→ **SOURCE DOCUMENT**:
►
Removing Disk Encryption from EndeavourOS
2024-01-23
Disk encryption wasn't worth the hassle of entering a password every boot, so I went about disabling it. Here's how.
State of the system
I'm using EndeavourOS, with systemd-boot as my bootloader rather than GRUB. I've not tested this setup under GRUB, and the configuration might be different there.
1. Decrypt the drive
I encrypted my drive by ticking the "Encrypt system" and entering a password during system installation. Unfortunately, this barely gave me any info on what actually happened to my system. It appears I got set up with a basic LUKS on a partition schema, using dm-crypt and LUKS1.
I booted into a recovery EndeavourOS USB, and
the actual process of decryption
was easy enough, after verifying it was using LUKS1 via
cryptsetup luksDump /dev/sdXX. On a 512GB partition on an SSD it took a little
less than an hour. However, the tricker part was knowing the correct next steps
to follow.
◄
→ **DATA ENTRIES**:
►
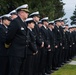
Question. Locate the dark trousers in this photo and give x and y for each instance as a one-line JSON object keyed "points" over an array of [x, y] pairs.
{"points": [[3, 65], [15, 65], [42, 63], [49, 62], [29, 65], [55, 58]]}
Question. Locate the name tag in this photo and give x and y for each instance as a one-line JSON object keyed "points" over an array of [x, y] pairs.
{"points": [[22, 28]]}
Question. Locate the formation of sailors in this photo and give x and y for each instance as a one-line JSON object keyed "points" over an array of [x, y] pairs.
{"points": [[33, 46]]}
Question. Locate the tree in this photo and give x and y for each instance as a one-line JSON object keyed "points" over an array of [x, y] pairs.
{"points": [[51, 8], [73, 18]]}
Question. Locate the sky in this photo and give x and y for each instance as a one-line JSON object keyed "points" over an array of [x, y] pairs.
{"points": [[69, 8]]}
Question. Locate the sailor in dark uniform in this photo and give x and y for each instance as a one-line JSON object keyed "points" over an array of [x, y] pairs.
{"points": [[16, 40], [32, 48], [47, 50], [39, 41], [3, 51]]}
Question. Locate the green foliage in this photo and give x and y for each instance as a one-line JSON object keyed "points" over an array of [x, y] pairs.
{"points": [[51, 8], [73, 18]]}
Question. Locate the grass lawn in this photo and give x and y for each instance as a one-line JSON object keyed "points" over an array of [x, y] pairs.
{"points": [[67, 69]]}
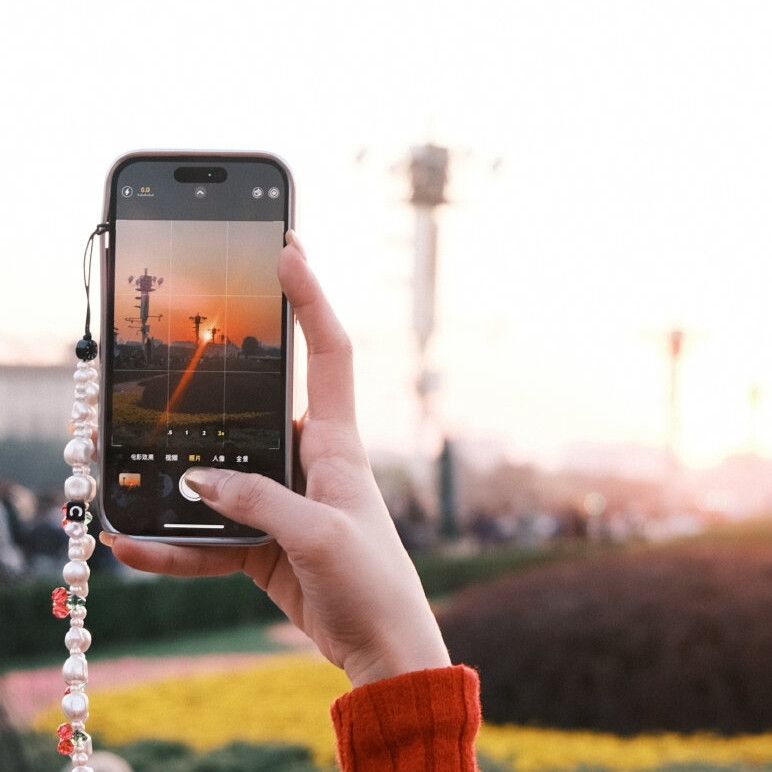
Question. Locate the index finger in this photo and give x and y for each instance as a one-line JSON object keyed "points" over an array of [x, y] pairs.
{"points": [[330, 355]]}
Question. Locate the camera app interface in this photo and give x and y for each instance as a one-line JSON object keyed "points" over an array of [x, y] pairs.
{"points": [[197, 375]]}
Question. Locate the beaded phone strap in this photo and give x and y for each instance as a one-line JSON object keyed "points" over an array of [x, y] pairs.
{"points": [[79, 490]]}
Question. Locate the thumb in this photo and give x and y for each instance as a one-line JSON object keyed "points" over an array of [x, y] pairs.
{"points": [[256, 501]]}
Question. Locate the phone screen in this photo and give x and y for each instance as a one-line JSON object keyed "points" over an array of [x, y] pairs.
{"points": [[196, 338]]}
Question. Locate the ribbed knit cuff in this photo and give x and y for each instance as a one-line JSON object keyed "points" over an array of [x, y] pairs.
{"points": [[421, 721]]}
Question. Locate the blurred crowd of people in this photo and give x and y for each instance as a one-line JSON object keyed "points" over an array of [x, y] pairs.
{"points": [[32, 541]]}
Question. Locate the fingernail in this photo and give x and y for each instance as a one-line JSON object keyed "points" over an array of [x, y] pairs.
{"points": [[294, 241], [203, 480]]}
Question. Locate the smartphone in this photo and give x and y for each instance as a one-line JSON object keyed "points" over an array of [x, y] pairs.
{"points": [[196, 354]]}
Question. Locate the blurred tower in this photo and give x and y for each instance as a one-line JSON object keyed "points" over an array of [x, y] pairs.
{"points": [[675, 349], [672, 498], [428, 175]]}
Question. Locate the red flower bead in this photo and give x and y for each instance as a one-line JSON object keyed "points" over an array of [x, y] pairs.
{"points": [[65, 731], [59, 595]]}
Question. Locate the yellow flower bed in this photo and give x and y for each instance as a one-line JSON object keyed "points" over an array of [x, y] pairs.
{"points": [[287, 698]]}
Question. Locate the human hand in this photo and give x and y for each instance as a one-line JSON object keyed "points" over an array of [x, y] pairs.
{"points": [[336, 565]]}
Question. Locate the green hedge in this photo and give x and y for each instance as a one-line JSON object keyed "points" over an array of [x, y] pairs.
{"points": [[124, 611], [675, 638]]}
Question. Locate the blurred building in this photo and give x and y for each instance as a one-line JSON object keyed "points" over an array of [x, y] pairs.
{"points": [[35, 401]]}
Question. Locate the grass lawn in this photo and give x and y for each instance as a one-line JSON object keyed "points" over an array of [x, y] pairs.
{"points": [[248, 638]]}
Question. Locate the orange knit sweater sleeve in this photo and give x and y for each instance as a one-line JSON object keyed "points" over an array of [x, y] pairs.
{"points": [[417, 722]]}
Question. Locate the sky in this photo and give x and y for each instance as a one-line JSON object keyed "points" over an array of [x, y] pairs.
{"points": [[610, 181]]}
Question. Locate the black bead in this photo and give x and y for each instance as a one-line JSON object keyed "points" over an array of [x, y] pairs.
{"points": [[86, 349], [76, 511]]}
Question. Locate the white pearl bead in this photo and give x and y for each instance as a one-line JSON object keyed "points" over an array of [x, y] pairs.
{"points": [[75, 670], [81, 589], [78, 451], [81, 548], [91, 393], [80, 487], [76, 572], [80, 411], [77, 638], [75, 706]]}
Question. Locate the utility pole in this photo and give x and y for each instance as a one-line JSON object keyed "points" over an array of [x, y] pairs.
{"points": [[197, 319], [144, 284], [428, 175]]}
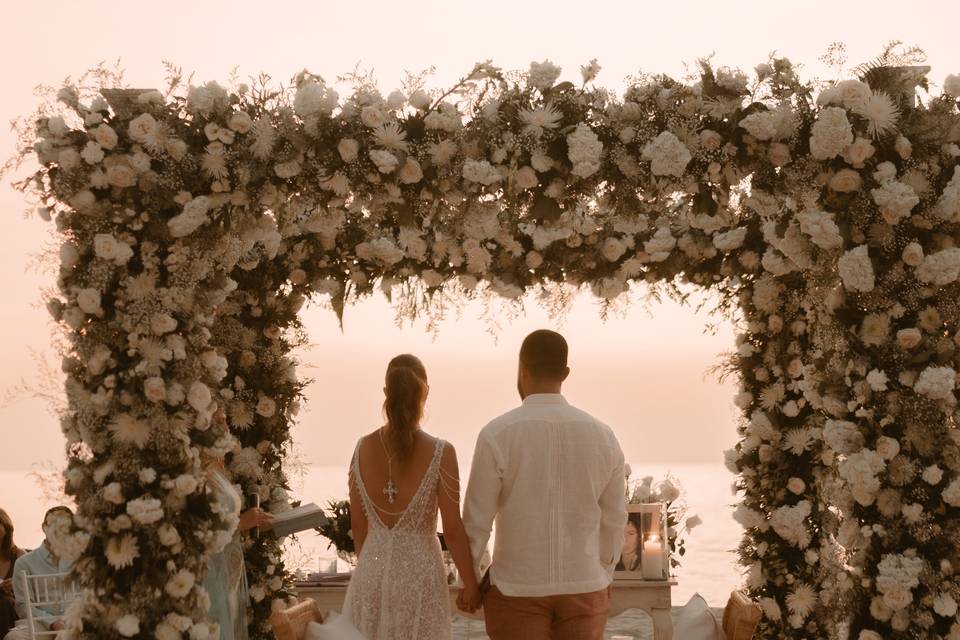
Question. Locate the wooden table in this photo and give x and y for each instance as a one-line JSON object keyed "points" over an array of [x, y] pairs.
{"points": [[652, 596]]}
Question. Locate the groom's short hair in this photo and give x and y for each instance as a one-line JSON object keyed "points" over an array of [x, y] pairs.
{"points": [[544, 354]]}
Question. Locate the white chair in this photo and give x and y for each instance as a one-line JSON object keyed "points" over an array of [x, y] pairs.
{"points": [[52, 593]]}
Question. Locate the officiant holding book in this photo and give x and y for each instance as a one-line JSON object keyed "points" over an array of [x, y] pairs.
{"points": [[226, 580]]}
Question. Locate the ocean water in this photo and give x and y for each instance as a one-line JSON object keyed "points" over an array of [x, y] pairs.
{"points": [[708, 567]]}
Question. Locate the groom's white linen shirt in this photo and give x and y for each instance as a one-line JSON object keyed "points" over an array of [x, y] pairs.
{"points": [[552, 477]]}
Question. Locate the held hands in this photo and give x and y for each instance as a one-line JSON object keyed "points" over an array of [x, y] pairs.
{"points": [[469, 599], [253, 518]]}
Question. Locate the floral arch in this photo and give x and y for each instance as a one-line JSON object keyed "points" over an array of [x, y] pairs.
{"points": [[195, 222]]}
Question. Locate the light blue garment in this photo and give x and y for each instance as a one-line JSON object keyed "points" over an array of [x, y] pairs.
{"points": [[36, 563], [226, 580]]}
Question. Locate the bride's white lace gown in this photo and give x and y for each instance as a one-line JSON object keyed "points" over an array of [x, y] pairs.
{"points": [[399, 589]]}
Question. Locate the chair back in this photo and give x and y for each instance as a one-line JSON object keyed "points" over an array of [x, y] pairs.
{"points": [[291, 624], [740, 617], [52, 593]]}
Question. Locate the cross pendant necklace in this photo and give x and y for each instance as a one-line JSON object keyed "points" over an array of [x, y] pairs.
{"points": [[390, 490]]}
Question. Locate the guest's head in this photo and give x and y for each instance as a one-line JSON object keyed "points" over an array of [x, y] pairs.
{"points": [[7, 546], [543, 363], [405, 390], [52, 516]]}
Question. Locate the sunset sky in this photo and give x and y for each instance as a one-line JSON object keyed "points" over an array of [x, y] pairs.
{"points": [[645, 373]]}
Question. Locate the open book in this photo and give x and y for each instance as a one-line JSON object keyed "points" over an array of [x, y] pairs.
{"points": [[306, 516]]}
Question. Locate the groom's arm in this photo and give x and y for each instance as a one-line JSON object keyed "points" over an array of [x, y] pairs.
{"points": [[482, 500], [613, 514]]}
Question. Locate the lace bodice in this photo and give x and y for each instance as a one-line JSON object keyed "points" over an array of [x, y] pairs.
{"points": [[399, 589]]}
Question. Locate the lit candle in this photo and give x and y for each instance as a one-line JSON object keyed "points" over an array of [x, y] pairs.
{"points": [[651, 559]]}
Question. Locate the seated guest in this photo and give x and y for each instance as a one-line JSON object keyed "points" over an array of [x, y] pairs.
{"points": [[41, 561], [9, 552]]}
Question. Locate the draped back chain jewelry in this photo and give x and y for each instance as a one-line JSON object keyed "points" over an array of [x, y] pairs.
{"points": [[390, 489]]}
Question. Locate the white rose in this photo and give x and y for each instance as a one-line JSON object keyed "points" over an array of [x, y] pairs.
{"points": [[128, 625], [199, 396], [912, 254], [951, 86], [155, 389], [348, 148], [89, 301], [410, 172], [241, 122]]}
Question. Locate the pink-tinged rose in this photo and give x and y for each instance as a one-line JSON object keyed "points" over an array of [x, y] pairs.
{"points": [[155, 389]]}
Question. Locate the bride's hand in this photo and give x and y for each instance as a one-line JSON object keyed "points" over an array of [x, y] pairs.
{"points": [[469, 599], [253, 518]]}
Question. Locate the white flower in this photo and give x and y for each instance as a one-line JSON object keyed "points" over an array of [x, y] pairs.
{"points": [[128, 625], [667, 155], [940, 268], [385, 161], [789, 523], [796, 486], [932, 475], [240, 122], [348, 148], [185, 484], [543, 75], [877, 380], [480, 171], [266, 407], [584, 150], [180, 584], [831, 134], [199, 396], [145, 509], [936, 383], [128, 430], [856, 269], [372, 116], [887, 447], [168, 535], [314, 99], [951, 86], [390, 136], [896, 200], [881, 113], [122, 551], [944, 605], [411, 172], [89, 301], [191, 218], [589, 71], [860, 470], [246, 463], [537, 119], [442, 152], [802, 600], [92, 153]]}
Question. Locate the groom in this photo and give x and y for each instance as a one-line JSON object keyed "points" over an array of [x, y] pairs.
{"points": [[552, 477]]}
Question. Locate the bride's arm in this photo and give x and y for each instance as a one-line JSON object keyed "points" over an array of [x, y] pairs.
{"points": [[358, 517], [453, 531]]}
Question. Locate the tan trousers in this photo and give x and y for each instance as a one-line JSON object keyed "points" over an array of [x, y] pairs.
{"points": [[580, 616]]}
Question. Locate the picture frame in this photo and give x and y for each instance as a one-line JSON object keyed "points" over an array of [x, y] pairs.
{"points": [[643, 520]]}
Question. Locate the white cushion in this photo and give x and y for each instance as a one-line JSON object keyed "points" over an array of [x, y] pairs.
{"points": [[695, 621], [335, 627]]}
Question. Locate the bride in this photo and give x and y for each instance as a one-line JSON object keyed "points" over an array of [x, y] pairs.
{"points": [[400, 476]]}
◄
→ **STATED PROBLEM**:
Name every operating system, bootloader, and disk-encryption tool or format that appears in the EndeavourOS disk-decryption guide.

→ **COMPLETE OUTPUT**:
- EndeavourOS
- systemd-boot
- GRUB
- LUKS
- dm-crypt
- LUKS1
- cryptsetup